- **EXERCISE PROMPT**:
Give the number of lines below that contain the string "parked", and no other text.

- **TASK INPUTS**:
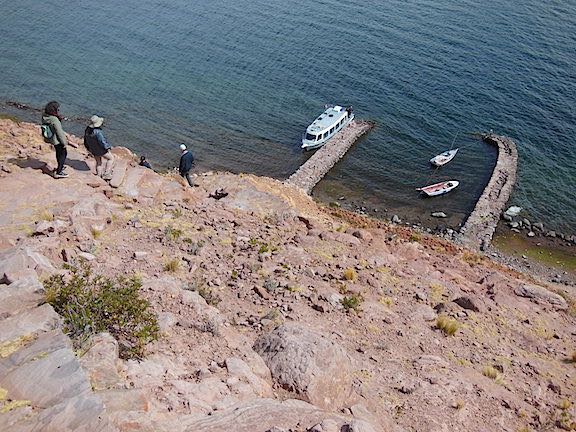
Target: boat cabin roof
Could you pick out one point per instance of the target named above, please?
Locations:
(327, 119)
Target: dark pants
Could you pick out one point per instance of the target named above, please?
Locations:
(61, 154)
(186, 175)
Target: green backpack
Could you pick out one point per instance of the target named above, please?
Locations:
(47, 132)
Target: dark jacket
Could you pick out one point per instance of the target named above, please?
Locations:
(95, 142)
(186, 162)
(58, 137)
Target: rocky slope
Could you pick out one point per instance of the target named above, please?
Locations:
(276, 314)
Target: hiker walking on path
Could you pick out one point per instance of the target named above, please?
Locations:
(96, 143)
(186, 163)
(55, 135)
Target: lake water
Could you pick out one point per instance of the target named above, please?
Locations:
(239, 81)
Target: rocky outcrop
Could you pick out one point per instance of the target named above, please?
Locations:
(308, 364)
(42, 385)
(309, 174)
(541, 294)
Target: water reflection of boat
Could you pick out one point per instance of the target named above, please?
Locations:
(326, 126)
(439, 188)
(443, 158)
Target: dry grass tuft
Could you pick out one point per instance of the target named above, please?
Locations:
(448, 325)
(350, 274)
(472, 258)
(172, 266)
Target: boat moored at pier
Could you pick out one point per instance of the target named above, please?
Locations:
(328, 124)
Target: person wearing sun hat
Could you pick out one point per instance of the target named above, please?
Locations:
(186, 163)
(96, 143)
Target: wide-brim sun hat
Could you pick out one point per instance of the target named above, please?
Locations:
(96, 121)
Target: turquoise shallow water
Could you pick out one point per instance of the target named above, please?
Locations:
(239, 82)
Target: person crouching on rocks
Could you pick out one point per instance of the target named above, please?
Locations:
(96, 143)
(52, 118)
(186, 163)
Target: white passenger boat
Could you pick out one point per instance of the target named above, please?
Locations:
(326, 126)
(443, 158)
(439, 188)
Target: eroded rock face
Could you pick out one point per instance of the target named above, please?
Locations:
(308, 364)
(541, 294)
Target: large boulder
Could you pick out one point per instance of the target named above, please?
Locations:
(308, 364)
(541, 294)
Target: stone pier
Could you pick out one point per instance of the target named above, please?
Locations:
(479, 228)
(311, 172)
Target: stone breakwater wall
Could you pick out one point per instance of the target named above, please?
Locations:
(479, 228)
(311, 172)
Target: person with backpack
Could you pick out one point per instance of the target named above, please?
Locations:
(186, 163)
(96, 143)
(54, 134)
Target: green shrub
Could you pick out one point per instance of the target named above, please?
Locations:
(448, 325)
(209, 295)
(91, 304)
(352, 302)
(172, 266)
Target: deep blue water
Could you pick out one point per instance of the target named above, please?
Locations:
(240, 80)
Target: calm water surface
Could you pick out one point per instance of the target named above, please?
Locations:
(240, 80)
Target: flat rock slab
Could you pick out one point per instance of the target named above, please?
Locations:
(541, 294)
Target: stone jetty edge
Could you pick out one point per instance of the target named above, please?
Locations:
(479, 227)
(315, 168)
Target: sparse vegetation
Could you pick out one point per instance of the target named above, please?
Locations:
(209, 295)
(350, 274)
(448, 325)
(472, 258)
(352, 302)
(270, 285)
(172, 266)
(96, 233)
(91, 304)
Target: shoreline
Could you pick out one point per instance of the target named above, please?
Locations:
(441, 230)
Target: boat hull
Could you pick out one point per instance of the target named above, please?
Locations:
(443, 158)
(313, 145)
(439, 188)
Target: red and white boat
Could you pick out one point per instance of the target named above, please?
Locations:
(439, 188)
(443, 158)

--

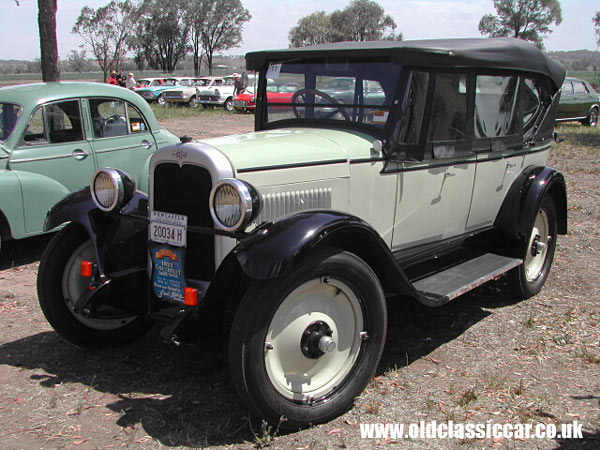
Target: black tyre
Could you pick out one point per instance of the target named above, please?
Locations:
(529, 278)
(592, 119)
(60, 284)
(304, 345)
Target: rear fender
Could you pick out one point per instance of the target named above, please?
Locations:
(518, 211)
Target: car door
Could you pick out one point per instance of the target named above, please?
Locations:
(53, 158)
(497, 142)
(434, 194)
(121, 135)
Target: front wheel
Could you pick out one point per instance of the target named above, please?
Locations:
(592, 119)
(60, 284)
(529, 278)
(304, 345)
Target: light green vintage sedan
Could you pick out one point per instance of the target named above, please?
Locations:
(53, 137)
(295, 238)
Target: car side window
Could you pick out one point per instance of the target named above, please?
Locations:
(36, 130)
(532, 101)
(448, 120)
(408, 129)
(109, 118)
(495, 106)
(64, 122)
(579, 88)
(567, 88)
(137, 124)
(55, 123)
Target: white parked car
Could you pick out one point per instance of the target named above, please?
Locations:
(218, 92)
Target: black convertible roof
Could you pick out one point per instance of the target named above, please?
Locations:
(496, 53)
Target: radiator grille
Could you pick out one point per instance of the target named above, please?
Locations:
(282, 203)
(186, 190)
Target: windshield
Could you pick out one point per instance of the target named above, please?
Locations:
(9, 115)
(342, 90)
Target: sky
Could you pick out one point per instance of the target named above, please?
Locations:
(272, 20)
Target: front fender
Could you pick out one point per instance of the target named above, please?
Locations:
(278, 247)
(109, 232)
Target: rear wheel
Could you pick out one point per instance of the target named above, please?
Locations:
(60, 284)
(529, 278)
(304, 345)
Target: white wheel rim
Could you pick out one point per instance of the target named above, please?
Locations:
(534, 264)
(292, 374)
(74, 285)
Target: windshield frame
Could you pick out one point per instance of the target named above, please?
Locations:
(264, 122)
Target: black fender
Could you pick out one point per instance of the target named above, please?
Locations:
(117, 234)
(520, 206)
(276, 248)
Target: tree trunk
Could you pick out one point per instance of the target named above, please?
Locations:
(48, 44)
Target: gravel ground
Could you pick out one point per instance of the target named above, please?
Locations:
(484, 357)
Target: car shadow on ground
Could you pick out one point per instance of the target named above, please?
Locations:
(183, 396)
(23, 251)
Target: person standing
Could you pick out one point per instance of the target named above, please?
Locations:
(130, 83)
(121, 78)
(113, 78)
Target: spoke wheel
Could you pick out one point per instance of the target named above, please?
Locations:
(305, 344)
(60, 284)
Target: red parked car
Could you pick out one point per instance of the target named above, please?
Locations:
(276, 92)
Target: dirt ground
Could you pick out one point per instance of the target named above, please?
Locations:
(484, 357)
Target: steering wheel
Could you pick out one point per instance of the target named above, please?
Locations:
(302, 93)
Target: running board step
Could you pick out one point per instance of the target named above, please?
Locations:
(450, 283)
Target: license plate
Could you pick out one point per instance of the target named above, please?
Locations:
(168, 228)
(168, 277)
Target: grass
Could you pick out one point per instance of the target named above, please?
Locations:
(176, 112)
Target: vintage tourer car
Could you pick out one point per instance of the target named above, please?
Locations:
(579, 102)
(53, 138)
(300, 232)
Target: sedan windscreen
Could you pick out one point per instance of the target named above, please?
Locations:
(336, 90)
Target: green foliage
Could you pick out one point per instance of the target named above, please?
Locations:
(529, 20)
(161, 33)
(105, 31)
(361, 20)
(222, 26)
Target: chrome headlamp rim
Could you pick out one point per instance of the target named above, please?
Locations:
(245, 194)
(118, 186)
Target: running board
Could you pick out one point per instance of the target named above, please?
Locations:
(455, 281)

--

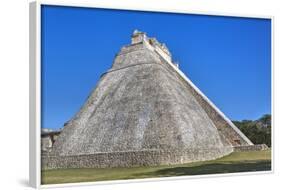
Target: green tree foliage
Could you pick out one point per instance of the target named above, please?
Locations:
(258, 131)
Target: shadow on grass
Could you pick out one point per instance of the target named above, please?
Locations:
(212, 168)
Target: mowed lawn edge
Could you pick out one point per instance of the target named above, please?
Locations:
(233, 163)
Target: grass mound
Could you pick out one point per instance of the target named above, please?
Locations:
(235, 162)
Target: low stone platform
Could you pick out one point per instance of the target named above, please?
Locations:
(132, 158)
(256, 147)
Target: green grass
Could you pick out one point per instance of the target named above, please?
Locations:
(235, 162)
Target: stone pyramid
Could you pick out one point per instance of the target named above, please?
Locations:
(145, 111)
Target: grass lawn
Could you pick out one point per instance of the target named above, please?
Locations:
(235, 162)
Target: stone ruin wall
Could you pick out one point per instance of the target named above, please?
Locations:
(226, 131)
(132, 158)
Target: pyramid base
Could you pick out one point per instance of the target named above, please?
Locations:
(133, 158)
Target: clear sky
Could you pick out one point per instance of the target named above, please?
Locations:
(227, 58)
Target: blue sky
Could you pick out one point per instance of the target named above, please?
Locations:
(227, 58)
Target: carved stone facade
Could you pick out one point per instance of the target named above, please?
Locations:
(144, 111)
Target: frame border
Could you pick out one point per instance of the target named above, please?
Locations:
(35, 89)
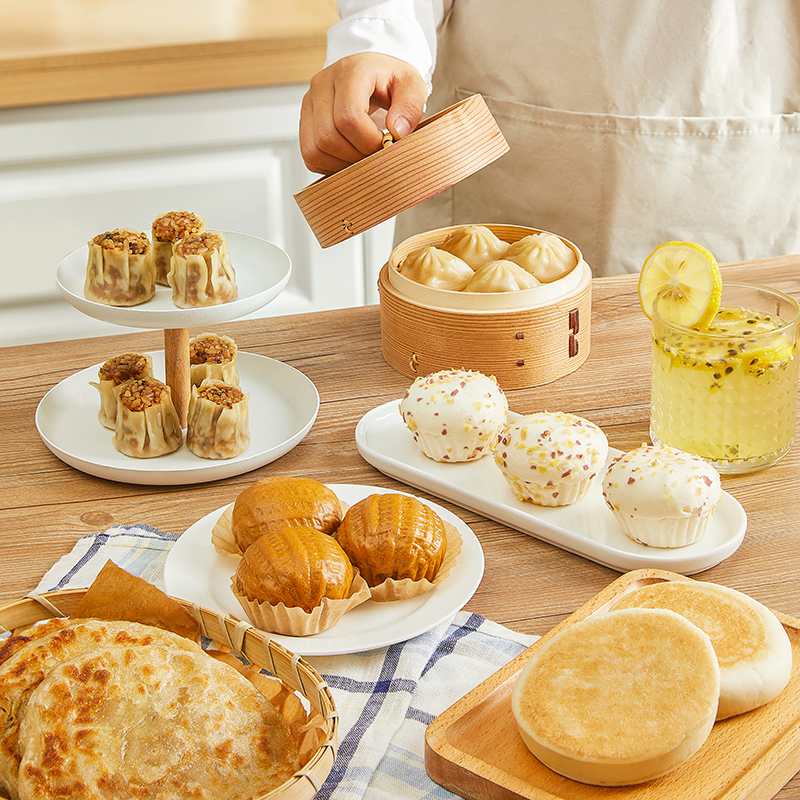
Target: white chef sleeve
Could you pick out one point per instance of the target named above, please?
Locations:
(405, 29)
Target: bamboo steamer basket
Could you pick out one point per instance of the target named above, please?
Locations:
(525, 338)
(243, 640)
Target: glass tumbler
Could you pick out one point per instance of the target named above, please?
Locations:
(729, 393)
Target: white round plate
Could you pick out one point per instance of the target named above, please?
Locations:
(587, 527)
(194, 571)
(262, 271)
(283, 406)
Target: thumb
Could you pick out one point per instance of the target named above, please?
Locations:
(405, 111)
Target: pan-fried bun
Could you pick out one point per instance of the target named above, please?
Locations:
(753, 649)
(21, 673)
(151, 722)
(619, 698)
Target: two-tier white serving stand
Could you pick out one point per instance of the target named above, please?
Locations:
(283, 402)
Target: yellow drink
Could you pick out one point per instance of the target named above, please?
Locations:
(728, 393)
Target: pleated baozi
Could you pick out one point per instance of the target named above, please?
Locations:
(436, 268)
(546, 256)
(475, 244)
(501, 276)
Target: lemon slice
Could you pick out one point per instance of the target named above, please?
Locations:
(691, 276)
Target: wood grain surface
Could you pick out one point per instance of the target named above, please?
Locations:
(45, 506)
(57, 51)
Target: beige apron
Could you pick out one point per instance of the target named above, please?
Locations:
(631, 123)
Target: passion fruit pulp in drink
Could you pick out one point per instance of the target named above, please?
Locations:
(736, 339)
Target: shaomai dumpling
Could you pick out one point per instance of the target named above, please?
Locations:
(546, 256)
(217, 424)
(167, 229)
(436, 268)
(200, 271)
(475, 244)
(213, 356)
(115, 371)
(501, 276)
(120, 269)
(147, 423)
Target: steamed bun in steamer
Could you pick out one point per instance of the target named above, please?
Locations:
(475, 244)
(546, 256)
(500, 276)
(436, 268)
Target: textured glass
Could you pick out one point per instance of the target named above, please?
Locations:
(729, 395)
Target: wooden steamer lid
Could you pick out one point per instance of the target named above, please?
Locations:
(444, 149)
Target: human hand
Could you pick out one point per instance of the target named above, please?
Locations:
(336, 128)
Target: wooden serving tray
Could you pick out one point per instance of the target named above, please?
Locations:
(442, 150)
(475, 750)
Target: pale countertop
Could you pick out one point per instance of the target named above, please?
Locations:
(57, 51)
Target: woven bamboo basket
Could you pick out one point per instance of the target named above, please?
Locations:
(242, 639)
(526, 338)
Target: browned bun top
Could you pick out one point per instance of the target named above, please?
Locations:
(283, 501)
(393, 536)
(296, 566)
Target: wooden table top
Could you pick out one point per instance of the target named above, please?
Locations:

- **FINISHED EXERCISE**:
2